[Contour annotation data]
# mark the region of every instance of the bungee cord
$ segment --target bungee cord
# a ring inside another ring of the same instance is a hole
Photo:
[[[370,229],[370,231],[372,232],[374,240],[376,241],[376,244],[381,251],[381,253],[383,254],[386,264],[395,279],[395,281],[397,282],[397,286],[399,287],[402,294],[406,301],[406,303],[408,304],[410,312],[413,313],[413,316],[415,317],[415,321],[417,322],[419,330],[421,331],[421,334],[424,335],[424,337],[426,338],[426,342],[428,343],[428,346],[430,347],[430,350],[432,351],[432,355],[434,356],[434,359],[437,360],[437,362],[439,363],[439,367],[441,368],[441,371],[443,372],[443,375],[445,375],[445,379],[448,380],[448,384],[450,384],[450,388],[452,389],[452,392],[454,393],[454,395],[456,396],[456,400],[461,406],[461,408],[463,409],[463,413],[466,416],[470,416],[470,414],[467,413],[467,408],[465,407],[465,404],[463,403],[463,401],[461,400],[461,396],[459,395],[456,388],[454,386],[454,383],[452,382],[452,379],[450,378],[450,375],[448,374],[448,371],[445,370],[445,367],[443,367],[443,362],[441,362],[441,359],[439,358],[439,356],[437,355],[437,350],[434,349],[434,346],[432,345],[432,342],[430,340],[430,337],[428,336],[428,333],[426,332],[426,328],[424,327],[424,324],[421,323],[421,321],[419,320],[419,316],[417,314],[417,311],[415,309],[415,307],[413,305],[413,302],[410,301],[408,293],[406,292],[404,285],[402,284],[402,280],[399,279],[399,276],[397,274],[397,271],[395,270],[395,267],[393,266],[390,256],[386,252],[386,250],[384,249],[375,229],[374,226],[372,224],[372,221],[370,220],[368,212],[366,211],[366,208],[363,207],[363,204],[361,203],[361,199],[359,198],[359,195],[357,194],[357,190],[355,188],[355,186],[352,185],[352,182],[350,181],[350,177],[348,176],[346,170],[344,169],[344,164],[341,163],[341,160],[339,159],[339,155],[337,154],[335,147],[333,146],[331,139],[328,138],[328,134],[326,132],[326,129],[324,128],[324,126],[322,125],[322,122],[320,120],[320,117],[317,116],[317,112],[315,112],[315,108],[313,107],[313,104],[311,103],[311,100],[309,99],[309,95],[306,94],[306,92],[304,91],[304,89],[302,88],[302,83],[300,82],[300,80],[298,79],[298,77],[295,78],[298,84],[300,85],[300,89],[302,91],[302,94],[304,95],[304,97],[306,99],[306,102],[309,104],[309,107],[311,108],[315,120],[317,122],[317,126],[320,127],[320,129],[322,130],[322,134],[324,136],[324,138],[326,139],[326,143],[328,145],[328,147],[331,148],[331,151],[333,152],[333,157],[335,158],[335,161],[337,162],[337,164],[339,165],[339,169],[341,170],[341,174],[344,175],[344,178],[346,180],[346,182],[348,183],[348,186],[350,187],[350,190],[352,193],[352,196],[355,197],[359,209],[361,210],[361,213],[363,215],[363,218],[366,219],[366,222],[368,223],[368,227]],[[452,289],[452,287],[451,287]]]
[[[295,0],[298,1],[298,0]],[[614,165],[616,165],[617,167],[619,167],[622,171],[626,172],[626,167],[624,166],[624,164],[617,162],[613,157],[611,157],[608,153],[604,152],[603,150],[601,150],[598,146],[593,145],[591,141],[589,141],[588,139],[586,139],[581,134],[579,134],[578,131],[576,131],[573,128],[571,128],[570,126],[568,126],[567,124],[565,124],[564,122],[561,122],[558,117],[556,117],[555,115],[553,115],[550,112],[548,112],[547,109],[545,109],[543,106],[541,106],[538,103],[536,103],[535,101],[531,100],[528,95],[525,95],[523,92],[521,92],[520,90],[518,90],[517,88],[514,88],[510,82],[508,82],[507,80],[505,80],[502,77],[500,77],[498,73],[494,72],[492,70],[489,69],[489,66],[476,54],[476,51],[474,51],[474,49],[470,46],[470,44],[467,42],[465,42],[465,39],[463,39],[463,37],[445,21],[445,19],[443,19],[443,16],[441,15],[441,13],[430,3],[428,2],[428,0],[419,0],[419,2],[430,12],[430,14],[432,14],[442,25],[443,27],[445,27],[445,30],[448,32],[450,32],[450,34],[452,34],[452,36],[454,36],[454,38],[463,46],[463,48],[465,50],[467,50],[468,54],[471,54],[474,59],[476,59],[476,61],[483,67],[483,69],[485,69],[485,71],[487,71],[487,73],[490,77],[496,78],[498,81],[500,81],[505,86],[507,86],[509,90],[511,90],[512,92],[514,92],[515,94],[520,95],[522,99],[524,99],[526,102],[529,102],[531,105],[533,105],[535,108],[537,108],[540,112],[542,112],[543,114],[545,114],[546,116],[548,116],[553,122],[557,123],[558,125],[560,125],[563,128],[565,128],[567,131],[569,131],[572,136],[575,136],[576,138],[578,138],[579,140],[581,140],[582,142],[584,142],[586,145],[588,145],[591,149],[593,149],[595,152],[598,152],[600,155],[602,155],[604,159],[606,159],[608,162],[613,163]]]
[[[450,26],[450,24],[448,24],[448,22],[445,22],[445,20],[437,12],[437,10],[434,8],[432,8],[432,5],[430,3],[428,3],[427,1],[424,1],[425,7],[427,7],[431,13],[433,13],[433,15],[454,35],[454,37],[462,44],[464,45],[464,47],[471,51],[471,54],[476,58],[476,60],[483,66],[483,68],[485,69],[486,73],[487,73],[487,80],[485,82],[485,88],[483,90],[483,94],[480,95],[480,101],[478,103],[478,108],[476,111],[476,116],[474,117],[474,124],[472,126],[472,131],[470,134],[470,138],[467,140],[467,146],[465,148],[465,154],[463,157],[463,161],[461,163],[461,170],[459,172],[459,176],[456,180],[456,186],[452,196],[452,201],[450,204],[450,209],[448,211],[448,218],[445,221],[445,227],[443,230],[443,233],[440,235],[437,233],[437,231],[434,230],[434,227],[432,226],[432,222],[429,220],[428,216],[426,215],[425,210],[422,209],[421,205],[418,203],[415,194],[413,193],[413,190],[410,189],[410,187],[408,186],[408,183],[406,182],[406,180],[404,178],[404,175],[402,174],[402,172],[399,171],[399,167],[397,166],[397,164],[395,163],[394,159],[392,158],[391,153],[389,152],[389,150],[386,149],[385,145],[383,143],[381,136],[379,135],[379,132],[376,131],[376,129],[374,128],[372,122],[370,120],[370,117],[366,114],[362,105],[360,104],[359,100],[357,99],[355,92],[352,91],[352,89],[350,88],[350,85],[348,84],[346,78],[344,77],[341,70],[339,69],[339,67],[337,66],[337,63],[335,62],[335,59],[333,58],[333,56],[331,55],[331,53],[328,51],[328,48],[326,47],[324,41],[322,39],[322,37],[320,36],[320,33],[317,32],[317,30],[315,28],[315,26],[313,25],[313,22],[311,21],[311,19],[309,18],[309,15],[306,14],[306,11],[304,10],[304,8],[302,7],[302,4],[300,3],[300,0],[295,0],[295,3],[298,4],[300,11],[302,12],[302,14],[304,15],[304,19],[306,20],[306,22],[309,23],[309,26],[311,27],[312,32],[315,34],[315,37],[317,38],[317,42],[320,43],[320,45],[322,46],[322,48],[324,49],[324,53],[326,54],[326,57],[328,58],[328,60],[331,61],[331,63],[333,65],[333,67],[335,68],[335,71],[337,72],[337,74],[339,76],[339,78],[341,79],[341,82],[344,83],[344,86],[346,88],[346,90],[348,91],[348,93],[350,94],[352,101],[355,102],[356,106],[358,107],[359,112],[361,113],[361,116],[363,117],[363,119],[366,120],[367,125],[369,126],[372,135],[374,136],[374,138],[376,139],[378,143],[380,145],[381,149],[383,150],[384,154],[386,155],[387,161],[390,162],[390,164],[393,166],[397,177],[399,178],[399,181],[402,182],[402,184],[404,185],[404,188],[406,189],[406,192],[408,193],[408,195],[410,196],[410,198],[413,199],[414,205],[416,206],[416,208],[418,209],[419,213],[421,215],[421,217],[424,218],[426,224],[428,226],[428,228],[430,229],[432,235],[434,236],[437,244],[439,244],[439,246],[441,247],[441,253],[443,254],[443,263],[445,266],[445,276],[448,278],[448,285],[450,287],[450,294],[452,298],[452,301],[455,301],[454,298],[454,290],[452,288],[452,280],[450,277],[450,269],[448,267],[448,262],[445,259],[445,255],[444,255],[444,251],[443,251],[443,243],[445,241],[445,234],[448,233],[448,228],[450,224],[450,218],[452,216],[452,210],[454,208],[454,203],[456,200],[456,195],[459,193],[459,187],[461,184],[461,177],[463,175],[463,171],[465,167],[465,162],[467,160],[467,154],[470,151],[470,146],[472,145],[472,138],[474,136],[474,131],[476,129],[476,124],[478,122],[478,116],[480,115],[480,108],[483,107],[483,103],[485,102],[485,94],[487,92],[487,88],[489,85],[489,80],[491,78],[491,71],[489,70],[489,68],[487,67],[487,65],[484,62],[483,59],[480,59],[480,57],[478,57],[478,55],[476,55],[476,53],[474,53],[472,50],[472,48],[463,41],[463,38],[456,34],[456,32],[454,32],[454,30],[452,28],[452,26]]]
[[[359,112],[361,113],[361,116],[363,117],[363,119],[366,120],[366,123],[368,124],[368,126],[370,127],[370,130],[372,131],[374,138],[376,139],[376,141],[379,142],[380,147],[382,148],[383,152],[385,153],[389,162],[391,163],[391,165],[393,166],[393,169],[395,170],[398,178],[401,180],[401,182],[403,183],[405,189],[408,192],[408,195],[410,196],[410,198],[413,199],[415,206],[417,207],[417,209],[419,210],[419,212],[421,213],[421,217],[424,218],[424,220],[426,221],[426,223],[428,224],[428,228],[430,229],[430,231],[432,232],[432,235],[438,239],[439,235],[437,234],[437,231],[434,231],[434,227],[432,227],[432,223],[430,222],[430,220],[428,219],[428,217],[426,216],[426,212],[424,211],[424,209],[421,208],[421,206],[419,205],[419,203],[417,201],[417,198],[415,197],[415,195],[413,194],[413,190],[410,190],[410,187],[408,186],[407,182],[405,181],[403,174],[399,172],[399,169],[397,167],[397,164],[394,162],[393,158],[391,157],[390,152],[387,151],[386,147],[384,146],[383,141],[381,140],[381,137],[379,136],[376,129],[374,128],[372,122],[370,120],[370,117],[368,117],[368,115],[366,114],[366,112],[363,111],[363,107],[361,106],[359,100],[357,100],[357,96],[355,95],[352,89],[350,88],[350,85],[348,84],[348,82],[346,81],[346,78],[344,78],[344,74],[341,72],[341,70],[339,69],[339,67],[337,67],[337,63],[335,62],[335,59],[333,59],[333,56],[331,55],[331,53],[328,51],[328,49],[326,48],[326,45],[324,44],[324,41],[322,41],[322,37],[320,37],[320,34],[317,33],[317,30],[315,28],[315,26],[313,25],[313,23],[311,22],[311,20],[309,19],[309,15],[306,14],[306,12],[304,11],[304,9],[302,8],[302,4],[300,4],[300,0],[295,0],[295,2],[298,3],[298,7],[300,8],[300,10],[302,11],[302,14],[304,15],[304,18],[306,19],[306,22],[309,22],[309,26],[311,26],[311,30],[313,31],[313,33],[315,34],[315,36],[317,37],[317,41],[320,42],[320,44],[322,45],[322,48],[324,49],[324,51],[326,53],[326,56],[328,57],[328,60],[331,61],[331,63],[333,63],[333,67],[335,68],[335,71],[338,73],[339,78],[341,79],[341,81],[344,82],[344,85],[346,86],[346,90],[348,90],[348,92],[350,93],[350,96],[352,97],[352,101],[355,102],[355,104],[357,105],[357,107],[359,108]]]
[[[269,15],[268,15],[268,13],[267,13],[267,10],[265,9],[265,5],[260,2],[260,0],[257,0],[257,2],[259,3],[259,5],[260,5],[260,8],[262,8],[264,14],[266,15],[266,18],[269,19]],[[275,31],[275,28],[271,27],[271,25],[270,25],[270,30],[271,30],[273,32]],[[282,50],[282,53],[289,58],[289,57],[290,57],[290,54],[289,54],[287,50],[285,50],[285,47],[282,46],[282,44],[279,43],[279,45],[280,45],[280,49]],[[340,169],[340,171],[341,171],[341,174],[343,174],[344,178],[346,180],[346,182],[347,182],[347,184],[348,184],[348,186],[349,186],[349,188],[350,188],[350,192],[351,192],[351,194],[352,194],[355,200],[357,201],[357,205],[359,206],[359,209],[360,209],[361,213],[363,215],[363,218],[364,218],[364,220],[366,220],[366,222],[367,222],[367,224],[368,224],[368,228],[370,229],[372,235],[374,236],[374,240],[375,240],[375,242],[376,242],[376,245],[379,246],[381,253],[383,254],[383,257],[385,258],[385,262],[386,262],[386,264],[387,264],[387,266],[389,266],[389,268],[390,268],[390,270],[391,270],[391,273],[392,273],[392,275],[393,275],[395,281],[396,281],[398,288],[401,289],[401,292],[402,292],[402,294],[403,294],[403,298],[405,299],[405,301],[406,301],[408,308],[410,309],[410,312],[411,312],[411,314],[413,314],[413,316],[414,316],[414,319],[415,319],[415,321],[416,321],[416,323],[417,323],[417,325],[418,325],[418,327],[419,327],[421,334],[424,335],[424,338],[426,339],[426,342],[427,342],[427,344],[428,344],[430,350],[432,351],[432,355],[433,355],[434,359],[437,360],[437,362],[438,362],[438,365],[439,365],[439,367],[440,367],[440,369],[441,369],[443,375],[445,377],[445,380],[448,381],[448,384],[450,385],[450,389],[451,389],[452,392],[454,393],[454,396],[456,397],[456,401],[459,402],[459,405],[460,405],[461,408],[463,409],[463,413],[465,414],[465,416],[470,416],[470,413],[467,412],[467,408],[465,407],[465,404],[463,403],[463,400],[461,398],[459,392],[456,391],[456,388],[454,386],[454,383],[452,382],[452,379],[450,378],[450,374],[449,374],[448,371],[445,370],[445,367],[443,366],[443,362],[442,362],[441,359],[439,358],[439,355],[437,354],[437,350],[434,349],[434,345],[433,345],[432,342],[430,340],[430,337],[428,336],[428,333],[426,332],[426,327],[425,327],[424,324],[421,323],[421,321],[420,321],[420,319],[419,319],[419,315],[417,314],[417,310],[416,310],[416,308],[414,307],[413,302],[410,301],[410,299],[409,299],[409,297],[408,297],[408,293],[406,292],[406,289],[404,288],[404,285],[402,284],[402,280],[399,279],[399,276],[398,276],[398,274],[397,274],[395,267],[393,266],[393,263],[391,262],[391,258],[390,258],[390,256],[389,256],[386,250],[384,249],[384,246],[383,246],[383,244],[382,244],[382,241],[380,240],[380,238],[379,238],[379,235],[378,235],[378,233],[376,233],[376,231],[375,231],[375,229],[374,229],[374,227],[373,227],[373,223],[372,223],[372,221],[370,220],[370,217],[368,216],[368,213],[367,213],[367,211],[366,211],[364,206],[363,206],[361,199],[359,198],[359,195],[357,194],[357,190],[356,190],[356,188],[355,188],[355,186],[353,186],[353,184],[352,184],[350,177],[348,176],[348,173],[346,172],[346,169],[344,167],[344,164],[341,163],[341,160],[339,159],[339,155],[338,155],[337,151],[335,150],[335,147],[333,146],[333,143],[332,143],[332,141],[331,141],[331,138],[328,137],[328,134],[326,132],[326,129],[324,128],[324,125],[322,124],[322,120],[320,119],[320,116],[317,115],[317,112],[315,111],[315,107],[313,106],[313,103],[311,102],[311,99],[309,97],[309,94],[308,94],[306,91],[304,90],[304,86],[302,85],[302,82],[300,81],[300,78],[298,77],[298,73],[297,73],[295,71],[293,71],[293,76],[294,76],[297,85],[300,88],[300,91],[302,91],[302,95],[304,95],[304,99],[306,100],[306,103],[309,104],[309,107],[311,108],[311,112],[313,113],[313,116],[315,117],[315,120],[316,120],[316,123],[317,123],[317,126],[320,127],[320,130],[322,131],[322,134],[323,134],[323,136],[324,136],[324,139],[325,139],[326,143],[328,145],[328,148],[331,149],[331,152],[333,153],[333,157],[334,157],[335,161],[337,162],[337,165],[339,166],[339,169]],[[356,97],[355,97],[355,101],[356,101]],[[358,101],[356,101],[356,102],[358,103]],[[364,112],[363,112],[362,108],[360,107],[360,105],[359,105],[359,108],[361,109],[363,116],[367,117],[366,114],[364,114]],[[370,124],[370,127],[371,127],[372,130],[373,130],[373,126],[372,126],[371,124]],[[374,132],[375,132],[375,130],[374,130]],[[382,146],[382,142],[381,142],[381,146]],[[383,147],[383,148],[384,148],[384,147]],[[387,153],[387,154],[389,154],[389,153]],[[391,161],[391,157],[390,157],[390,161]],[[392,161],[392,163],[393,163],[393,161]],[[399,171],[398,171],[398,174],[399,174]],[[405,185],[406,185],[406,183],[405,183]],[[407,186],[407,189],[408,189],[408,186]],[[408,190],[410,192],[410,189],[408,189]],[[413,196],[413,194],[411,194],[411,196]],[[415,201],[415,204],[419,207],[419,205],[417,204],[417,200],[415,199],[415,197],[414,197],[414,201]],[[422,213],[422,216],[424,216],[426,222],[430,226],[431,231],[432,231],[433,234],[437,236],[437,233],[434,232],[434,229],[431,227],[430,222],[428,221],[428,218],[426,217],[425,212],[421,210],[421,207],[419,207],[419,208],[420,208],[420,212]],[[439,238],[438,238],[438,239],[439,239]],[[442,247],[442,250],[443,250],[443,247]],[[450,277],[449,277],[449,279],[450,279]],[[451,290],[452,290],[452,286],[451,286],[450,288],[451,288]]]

STATED TASK ▸ Report every line of the data above that contains the word "bungee", copying each line in full.

SOLUTION BELOW ▸
# mark the region of every instance of the bungee cord
$ segment --target bungee cord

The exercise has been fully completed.